* **Directions**: Determine the number of lines in the following entries that hold the word "below". Give only that number.

* **Provided data**:
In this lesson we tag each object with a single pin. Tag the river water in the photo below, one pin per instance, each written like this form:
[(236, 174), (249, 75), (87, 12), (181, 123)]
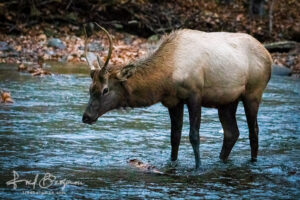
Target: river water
[(41, 135)]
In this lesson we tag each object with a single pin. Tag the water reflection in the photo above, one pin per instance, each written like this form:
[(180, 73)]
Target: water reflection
[(42, 132)]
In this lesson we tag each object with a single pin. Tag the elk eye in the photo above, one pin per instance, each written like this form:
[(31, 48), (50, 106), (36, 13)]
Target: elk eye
[(105, 91)]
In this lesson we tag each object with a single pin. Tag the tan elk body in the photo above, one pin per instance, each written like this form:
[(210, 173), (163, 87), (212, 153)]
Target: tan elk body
[(195, 68)]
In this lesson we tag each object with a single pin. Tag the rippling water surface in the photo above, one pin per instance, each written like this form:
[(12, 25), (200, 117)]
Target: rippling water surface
[(42, 133)]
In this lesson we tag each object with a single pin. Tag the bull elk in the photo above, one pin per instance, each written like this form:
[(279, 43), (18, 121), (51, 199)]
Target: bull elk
[(195, 68)]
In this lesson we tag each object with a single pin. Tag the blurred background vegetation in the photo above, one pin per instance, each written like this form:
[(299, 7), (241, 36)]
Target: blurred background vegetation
[(267, 20)]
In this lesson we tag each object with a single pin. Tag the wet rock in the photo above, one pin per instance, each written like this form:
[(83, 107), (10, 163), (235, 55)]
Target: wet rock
[(5, 97), (281, 70), (4, 46), (22, 67), (144, 166), (153, 38), (42, 37), (57, 43)]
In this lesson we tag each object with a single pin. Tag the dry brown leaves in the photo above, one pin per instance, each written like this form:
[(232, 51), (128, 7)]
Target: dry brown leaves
[(5, 97)]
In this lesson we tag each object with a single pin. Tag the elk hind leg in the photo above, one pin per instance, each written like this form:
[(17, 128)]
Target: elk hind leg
[(230, 128)]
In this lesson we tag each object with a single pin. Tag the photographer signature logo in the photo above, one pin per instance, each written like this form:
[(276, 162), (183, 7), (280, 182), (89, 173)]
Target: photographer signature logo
[(42, 181)]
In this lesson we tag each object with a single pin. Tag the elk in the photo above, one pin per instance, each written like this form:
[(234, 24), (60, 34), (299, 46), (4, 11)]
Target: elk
[(199, 69)]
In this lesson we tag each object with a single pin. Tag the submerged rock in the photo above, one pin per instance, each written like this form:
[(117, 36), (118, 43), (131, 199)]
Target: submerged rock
[(145, 167), (281, 71)]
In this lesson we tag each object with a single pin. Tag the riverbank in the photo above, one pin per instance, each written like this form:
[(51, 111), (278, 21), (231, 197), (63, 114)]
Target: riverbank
[(36, 48)]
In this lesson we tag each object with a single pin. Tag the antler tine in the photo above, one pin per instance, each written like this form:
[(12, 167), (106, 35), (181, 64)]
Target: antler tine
[(85, 49), (110, 47)]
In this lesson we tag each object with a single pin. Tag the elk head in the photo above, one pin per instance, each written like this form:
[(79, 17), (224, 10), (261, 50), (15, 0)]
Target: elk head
[(106, 93)]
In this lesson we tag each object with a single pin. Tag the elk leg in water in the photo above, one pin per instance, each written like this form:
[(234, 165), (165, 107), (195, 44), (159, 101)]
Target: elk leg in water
[(194, 107), (251, 110), (176, 116), (231, 131)]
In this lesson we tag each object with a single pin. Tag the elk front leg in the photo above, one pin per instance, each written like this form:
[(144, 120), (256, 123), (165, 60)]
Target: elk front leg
[(176, 116), (194, 107)]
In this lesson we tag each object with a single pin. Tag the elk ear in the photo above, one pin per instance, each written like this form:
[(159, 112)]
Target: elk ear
[(126, 72), (92, 73)]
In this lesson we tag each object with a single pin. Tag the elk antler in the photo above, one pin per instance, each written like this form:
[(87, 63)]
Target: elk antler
[(110, 47), (85, 49), (98, 58)]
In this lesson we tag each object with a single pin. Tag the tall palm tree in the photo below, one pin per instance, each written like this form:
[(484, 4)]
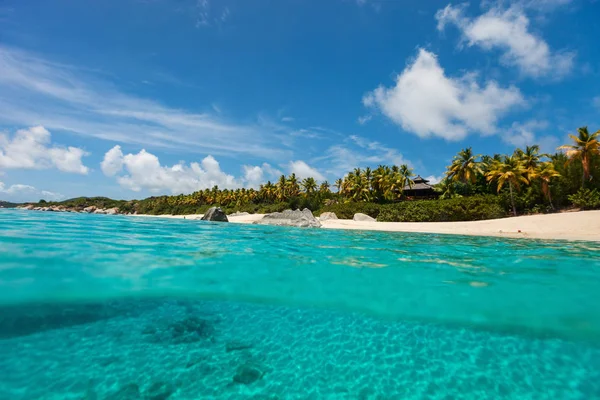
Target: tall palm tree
[(324, 187), (309, 185), (510, 171), (338, 184), (586, 145), (530, 158), (546, 172), (464, 167), (293, 187)]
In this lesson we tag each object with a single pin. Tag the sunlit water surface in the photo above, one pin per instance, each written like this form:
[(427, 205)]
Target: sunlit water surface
[(111, 307)]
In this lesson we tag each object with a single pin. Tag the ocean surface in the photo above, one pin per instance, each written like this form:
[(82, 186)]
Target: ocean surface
[(114, 307)]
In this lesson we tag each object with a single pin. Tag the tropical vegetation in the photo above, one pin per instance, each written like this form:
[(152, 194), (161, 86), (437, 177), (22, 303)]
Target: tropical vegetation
[(473, 187)]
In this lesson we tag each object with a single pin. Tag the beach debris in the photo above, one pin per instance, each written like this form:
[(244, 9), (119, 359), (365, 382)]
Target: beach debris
[(297, 218), (215, 214), (327, 216), (247, 373), (363, 217)]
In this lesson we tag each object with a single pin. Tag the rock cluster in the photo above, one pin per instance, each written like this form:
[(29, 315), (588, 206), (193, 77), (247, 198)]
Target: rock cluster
[(215, 214), (297, 218), (327, 216), (363, 217)]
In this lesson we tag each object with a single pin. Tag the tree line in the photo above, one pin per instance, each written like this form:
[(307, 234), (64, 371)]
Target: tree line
[(526, 181)]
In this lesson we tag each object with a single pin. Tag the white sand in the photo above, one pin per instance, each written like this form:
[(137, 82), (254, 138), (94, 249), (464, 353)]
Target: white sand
[(582, 225)]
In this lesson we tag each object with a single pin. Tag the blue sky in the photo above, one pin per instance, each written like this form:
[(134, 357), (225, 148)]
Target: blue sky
[(236, 92)]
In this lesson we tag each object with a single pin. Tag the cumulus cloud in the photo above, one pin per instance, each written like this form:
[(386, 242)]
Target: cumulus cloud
[(32, 149), (256, 175), (507, 30), (357, 151), (112, 162), (426, 102), (303, 170), (144, 171), (526, 134), (22, 193)]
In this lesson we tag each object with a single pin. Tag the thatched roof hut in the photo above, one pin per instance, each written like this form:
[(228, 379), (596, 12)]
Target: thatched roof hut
[(420, 188)]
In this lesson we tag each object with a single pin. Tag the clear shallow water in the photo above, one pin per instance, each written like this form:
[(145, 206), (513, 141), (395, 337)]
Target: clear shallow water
[(105, 307)]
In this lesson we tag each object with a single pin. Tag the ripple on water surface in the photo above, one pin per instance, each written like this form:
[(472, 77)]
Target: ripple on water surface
[(343, 315)]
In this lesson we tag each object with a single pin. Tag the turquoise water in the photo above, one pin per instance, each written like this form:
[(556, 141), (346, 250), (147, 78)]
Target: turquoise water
[(112, 307)]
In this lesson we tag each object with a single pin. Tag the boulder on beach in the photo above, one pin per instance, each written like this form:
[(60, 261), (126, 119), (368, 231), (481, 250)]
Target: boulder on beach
[(363, 217), (327, 216), (215, 214), (297, 218)]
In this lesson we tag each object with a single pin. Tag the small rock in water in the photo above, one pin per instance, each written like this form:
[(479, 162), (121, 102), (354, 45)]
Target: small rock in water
[(159, 391), (363, 217), (215, 214), (128, 392), (234, 346), (327, 216), (247, 374)]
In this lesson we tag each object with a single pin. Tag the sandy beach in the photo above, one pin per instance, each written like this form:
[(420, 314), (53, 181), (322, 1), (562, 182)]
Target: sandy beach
[(581, 225)]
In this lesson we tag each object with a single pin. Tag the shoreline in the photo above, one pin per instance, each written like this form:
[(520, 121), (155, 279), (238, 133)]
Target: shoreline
[(577, 225)]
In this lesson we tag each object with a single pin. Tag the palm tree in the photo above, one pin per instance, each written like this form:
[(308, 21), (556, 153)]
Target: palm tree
[(545, 172), (324, 187), (586, 145), (338, 184), (464, 167), (530, 158), (510, 171), (309, 185), (293, 188)]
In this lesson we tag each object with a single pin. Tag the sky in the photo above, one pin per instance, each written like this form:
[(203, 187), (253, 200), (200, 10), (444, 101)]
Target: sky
[(133, 98)]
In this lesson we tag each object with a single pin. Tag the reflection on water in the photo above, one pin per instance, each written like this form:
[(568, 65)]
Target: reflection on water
[(103, 307)]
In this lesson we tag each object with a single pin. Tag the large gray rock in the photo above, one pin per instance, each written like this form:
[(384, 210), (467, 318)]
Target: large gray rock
[(215, 214), (327, 216), (363, 217), (297, 218)]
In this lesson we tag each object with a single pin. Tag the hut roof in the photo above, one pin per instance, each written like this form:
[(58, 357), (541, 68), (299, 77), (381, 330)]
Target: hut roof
[(419, 184)]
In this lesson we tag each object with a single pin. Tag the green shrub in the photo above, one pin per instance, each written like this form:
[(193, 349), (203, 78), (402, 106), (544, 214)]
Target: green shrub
[(457, 209), (586, 199)]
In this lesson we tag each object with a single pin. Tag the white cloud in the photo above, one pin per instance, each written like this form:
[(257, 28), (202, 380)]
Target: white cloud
[(508, 30), (364, 119), (36, 91), (143, 171), (22, 193), (525, 134), (426, 102), (434, 179), (303, 170), (112, 162), (32, 149), (356, 151), (256, 175)]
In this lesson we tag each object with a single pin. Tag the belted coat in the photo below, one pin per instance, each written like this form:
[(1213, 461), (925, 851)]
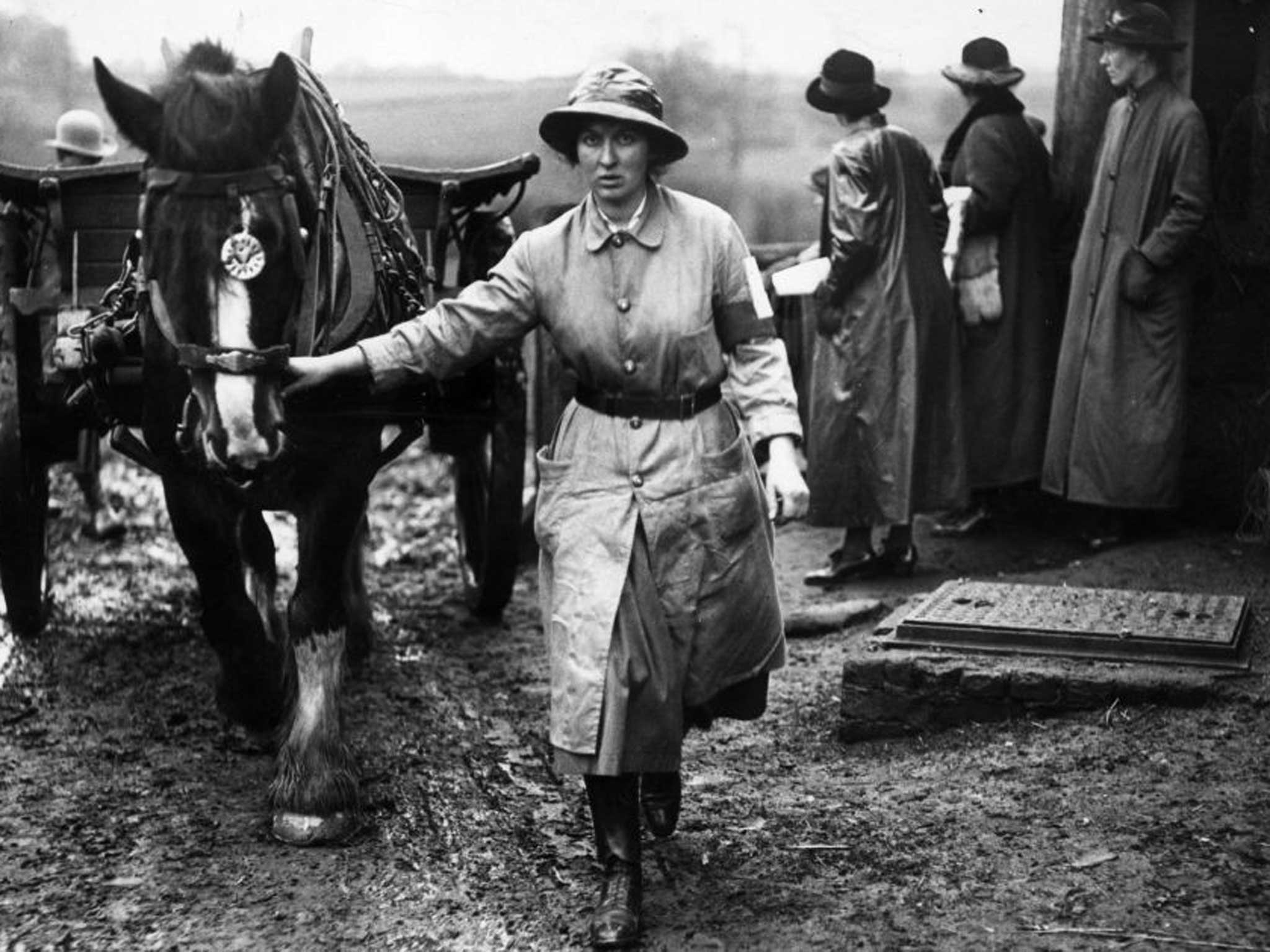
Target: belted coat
[(1117, 421), (666, 310)]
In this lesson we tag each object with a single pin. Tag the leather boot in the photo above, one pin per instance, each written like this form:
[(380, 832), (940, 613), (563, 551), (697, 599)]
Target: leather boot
[(615, 814), (660, 794)]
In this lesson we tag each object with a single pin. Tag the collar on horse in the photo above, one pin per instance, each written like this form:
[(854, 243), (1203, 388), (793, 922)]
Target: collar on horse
[(234, 186)]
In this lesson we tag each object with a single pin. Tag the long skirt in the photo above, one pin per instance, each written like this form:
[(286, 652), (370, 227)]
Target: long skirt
[(643, 719)]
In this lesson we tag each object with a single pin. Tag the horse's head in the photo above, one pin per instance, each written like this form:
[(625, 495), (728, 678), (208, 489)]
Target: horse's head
[(221, 242)]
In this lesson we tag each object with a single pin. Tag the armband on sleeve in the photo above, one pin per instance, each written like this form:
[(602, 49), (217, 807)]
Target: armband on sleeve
[(739, 322)]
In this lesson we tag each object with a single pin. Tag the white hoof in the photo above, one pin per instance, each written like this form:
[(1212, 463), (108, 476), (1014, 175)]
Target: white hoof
[(308, 831)]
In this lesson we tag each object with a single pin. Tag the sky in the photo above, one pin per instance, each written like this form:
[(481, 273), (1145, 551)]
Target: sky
[(526, 38)]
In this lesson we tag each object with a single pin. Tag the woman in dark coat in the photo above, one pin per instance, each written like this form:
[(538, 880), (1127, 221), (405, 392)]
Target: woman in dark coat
[(884, 425), (1008, 361)]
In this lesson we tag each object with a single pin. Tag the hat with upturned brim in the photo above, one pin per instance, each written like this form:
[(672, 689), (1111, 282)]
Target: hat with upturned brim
[(985, 65), (846, 86), (81, 131), (1143, 25), (613, 92)]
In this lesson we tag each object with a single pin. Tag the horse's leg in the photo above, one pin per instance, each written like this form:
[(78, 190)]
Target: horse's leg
[(260, 571), (208, 524), (357, 604), (314, 792)]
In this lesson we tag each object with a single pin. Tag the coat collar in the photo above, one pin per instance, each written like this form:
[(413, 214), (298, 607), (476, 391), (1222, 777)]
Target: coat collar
[(649, 232)]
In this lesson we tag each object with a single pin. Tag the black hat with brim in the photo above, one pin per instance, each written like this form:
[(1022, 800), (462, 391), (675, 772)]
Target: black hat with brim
[(846, 86), (1142, 25), (614, 92)]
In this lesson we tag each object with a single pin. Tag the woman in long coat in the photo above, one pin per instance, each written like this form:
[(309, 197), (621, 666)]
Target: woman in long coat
[(1008, 361), (1117, 426), (884, 421), (657, 578)]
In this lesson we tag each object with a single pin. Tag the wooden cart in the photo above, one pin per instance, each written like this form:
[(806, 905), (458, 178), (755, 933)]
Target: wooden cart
[(68, 363)]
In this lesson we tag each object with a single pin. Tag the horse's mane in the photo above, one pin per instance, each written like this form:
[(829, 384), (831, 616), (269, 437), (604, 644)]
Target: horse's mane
[(210, 115)]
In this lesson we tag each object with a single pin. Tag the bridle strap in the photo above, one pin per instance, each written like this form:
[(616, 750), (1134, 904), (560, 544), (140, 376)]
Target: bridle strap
[(234, 359)]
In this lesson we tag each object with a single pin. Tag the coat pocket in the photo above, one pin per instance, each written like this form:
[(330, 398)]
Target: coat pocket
[(548, 511)]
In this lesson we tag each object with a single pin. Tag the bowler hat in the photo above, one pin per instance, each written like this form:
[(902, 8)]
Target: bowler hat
[(985, 63), (613, 92), (81, 131), (846, 86), (1143, 25)]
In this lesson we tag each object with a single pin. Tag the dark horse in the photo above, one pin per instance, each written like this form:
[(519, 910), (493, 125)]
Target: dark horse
[(239, 249)]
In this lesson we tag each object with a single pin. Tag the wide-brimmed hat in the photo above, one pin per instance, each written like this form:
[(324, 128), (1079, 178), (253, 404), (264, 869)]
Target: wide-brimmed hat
[(1143, 25), (81, 131), (985, 63), (846, 86), (613, 92)]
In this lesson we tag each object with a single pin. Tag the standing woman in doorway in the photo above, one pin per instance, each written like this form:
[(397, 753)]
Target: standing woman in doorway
[(657, 574)]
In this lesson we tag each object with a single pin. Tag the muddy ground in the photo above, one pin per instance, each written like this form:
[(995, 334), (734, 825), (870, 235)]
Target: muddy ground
[(133, 818)]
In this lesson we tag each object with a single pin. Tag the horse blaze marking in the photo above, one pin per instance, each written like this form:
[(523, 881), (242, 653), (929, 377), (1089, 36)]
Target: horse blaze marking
[(1123, 625), (235, 395)]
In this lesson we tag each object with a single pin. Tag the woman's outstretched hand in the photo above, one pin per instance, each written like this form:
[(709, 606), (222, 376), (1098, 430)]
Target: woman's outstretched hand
[(786, 490), (310, 374)]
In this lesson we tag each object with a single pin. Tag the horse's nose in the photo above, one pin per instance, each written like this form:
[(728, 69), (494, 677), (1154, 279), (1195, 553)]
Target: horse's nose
[(252, 452), (249, 416)]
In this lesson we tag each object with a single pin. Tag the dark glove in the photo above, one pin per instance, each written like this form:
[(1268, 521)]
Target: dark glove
[(828, 294), (1139, 280), (827, 300)]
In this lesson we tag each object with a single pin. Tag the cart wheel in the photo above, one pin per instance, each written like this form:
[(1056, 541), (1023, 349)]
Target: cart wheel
[(489, 479), (23, 482)]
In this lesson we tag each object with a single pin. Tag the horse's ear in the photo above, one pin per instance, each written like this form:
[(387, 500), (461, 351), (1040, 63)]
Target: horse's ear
[(136, 113), (278, 95)]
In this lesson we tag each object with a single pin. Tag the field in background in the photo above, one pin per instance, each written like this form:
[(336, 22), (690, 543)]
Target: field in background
[(761, 178), (752, 149)]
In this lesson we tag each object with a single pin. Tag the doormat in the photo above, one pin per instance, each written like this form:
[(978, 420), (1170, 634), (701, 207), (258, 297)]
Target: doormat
[(1124, 625)]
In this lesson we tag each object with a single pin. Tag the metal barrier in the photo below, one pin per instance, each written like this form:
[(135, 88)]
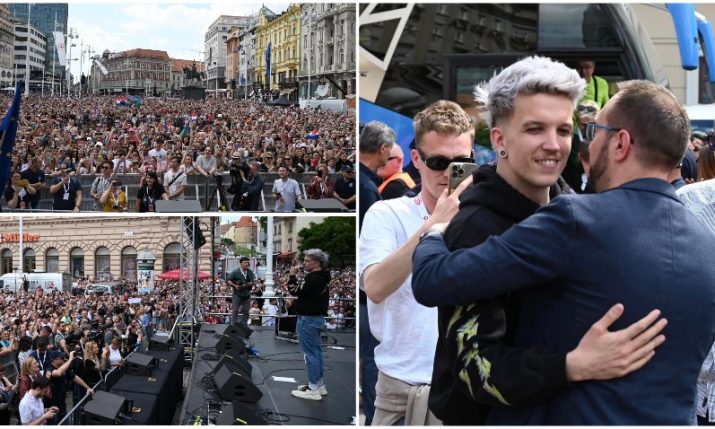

* **Solution to this task**: 4